__Goal of the exercise__
Your task is to transcribe all of the data below exactly, omitting the images.

__Recorded information__
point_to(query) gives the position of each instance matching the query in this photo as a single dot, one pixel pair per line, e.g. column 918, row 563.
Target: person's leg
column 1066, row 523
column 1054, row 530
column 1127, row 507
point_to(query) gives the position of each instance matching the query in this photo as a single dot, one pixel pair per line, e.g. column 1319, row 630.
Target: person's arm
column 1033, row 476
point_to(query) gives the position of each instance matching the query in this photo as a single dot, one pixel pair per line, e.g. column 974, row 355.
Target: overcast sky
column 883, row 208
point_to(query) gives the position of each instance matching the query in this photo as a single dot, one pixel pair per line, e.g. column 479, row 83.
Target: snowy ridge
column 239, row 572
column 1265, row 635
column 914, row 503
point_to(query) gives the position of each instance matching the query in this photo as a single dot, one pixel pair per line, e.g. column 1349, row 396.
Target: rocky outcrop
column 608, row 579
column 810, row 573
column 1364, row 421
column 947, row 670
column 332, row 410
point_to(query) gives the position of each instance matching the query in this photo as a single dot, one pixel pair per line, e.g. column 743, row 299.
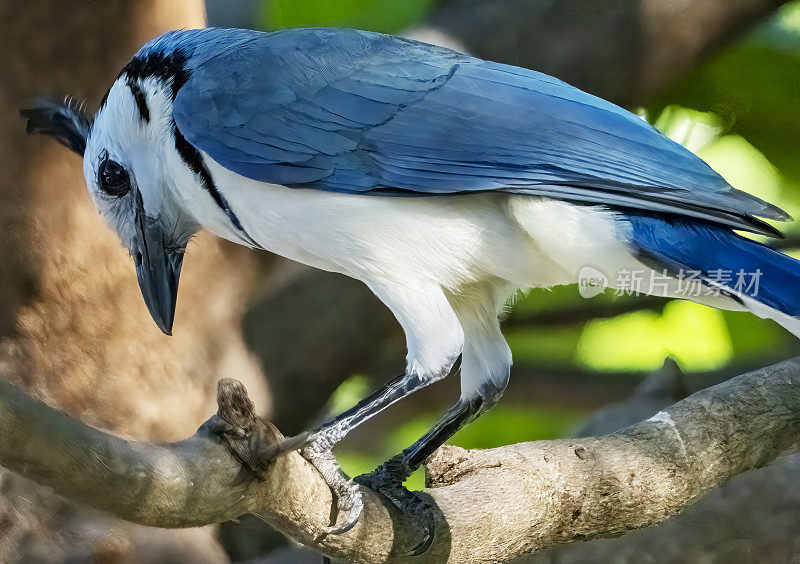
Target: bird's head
column 127, row 173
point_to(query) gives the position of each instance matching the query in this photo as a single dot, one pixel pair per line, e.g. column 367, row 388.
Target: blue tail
column 683, row 244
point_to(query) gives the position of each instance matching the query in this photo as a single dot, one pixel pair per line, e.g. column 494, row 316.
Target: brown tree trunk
column 73, row 328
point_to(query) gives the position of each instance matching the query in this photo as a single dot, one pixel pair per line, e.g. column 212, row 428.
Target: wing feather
column 360, row 112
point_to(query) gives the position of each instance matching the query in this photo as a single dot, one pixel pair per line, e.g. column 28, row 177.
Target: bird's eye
column 113, row 178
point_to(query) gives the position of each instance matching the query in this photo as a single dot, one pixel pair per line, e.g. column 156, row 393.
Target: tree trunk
column 73, row 328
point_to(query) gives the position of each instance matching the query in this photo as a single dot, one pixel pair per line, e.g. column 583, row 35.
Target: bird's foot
column 316, row 448
column 387, row 479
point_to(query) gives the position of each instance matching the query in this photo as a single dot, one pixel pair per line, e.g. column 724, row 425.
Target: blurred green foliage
column 741, row 112
column 387, row 16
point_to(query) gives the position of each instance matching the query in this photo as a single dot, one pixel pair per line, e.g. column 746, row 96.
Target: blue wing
column 359, row 112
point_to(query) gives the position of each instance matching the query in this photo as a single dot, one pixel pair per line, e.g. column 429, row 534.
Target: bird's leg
column 316, row 445
column 388, row 478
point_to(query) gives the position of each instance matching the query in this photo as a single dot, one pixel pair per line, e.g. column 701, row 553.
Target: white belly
column 452, row 240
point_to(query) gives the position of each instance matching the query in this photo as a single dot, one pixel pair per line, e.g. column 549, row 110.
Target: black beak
column 157, row 269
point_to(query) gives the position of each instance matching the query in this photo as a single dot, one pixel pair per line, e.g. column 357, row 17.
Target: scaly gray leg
column 317, row 444
column 388, row 478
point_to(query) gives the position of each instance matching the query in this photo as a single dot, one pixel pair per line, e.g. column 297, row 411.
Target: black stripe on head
column 194, row 160
column 169, row 67
column 141, row 100
column 66, row 121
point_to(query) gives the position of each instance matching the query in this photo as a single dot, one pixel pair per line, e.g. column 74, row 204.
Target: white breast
column 452, row 240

__Task response__
point_to(query) gives the position of each instance matching the query in this photo as a single dot, one pixel pair per line, e.g. column 918, row 563.
Target: person's leg
column 1066, row 523
column 1054, row 530
column 1127, row 507
point_to(query) gives the position of each instance matching the query in this photo as a single dot, one pixel pair per line, e.g. column 1319, row 630.
Target: person's arm
column 1033, row 476
point_to(query) gives the position of each instance matching the query in this photo as a single dot, one pixel pair per line, e.g. column 974, row 355.
Target: overcast sky
column 883, row 208
point_to(query) gives the position of each instance matching the query in this photo as a single dot, one pixel pair per line, e.g. column 479, row 83.
Target: snowy ridge
column 239, row 572
column 1265, row 635
column 914, row 503
point_to(query) gives the position of each instance matching the query in this photo as a single dot, one pixel pair per line, e.g. column 1349, row 396.
Target: rocky outcrop
column 608, row 579
column 810, row 573
column 1364, row 421
column 947, row 670
column 332, row 410
point_to(query) gives the position of each instance matching the query in this photo as a single dot, one pixel pair per line, e.g. column 743, row 299.
Target: bird's head
column 127, row 173
point_to(query) gives the position of each instance matching the query in this photo as a single dot, one pixel pair per line, e.g. column 367, row 388.
Target: blue tail
column 683, row 244
point_to(query) gives the position of each instance matching the query in this photo as a single dot, one pixel pair per line, e.g. column 494, row 316.
Target: brown tree trunk
column 73, row 328
point_to(query) gives the position of each instance matching the query in this photo as a single dot, one pixel pair per line, e.g. column 212, row 428.
Target: wing feather
column 360, row 112
point_to(query) gives the position of each instance matching the query in this photo as a single dot, one pixel pair per line, e.g. column 28, row 177.
Target: bird's eye
column 113, row 178
point_to(query) gives the position of each instance matching the query in this photo as a single dot, one pixel pair per line, e.g. column 156, row 393.
Target: tree trunk
column 73, row 328
point_to(query) gives the position of each instance matching the query in this photo as a single dot, one pixel pair per line, e.g. column 583, row 35.
Target: bird's foot
column 316, row 448
column 387, row 479
point_to(query) gives the position of each instance matching the query in this photo as a single dot, one pixel pair per line, e.g. column 724, row 425.
Target: blurred green foliage
column 741, row 112
column 387, row 16
point_to(query) gives the position of each instance matching the query in this photo as a single dot, one pixel pair per line, e.g. column 746, row 96.
Target: blue wing
column 359, row 112
point_to(query) gives the position of each instance matching the query in this photo as a single dot, one pixel pair per line, e.g. column 429, row 534.
Target: bird's leg
column 316, row 445
column 388, row 478
point_to(query) gives the position of each instance matching the query in this photo as a single dot, one pixel pair per line, e.g. column 701, row 553.
Target: white belly
column 452, row 240
point_to(query) gives the position of each instance matching the query in this photo as a single dot, one pixel pair per line, e.g. column 549, row 110.
Target: black beak
column 157, row 269
point_to(query) gives the position of each instance matching the query in this photo as a single dot, one pixel pair per line, e.g. column 357, row 17.
Target: scaly gray leg
column 317, row 444
column 388, row 478
point_to(query) gives the position of each instance matching the query in this photo as a single dot, one pixel pair per line, e.g. column 297, row 411.
Target: black stripe on head
column 194, row 160
column 169, row 67
column 141, row 100
column 66, row 121
point_to(query) gives the position of each instance matching the query in this photo as a single dot, one pixel pair per line, e.g. column 74, row 204.
Target: white breast
column 452, row 240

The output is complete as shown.